#### [Exercise requirements]
Each line of the records that follow must come back exactly, with pictures skipped.

#### [Record set]
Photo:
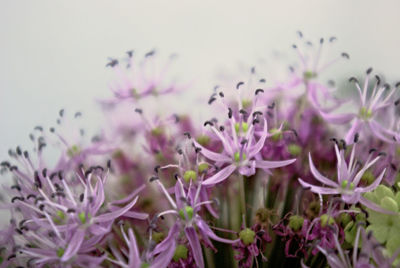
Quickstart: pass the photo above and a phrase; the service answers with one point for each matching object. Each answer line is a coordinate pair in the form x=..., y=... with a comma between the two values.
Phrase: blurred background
x=53, y=53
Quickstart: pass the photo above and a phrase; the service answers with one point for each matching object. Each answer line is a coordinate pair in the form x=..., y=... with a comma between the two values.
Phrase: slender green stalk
x=242, y=198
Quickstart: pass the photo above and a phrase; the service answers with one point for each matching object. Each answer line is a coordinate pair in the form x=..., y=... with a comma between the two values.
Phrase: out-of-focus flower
x=240, y=152
x=348, y=180
x=369, y=114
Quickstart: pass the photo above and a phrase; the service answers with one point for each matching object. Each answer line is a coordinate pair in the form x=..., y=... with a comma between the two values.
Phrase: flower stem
x=242, y=199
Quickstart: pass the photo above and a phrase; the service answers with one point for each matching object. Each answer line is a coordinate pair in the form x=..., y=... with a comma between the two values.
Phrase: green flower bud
x=344, y=219
x=82, y=217
x=180, y=253
x=326, y=219
x=203, y=140
x=276, y=134
x=246, y=103
x=236, y=157
x=244, y=128
x=345, y=185
x=390, y=204
x=203, y=167
x=157, y=131
x=247, y=236
x=157, y=237
x=381, y=191
x=189, y=212
x=60, y=252
x=74, y=150
x=60, y=216
x=365, y=113
x=190, y=175
x=296, y=222
x=309, y=75
x=368, y=177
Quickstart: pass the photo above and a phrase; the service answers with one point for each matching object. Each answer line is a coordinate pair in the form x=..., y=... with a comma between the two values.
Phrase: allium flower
x=186, y=208
x=240, y=152
x=59, y=226
x=294, y=234
x=141, y=78
x=252, y=243
x=370, y=254
x=348, y=180
x=131, y=258
x=311, y=67
x=369, y=114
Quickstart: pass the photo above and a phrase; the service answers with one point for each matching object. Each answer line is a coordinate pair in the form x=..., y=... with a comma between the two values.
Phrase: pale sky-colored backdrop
x=53, y=53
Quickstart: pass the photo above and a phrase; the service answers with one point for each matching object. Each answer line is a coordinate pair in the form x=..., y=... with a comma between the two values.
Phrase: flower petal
x=317, y=189
x=273, y=164
x=318, y=175
x=220, y=176
x=73, y=245
x=117, y=213
x=194, y=242
x=217, y=157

#### [Answer box]
Photo:
Quickstart: pass the photo above and a phrase; the service answers with one point for each matching object. Each answer line is a coordinate pair in the form x=..., y=... with a comma between the two values.
Phrase: blurred background
x=53, y=53
Quickstart: pass the photo above and a phrase; the service answers with one point for each matching object. Each answer line is a coordinate pair in the form x=..., y=... with a comma between the two values.
Phrase: slender green stalk
x=242, y=198
Quickstart: pass the photo above and a phrase; the service answers with one point for each matching object. Each answer line is a coordinate pair in the form x=..., y=... with a comma between the two values.
Phrase: out-of-focus flower
x=240, y=152
x=348, y=180
x=369, y=114
Quickstart: pass the photo above and a phrase; the service answers with one point for each matching object. Each answer line is a coordinate pair in the form x=..., y=... with a comma between the two values.
Phrase: flower stem
x=242, y=199
Quickstart: pass the photo above and a phrase; the service answers with one point for each matching object. Each answer line is a coordinate pair in the form x=..., y=... with a comma between the two values.
Phrase: green flower bud
x=344, y=219
x=82, y=217
x=180, y=253
x=326, y=219
x=203, y=140
x=276, y=134
x=246, y=103
x=236, y=157
x=244, y=128
x=345, y=185
x=390, y=204
x=203, y=167
x=157, y=131
x=247, y=236
x=157, y=237
x=381, y=191
x=189, y=212
x=60, y=252
x=74, y=150
x=60, y=216
x=365, y=113
x=190, y=175
x=296, y=222
x=309, y=75
x=368, y=177
Quickstart: pass the photo above and a phrase; the service answers with one point for each matching object. Each answer line is a coordinate pair in the form x=..., y=... with a comma between the two values.
Phrase: allium flower
x=186, y=208
x=240, y=152
x=59, y=226
x=294, y=234
x=141, y=78
x=252, y=243
x=370, y=254
x=348, y=180
x=131, y=258
x=311, y=67
x=369, y=114
Quickstart: pass the photo above and a phrase; the service answers with one point for each matching object. Each answer line is a coordinate pair in the form x=..., y=... with a comma between the two values.
Phrase: pale sky-colored backdrop
x=53, y=53
Quickstart: pass the photo above and a phrase; the service answers with one point for each matching object. Each answer line is a coordinate pair in the form x=..., y=... with a comma between the two values.
Phrase: flower petal
x=317, y=189
x=273, y=164
x=318, y=175
x=220, y=176
x=73, y=245
x=117, y=213
x=194, y=242
x=217, y=157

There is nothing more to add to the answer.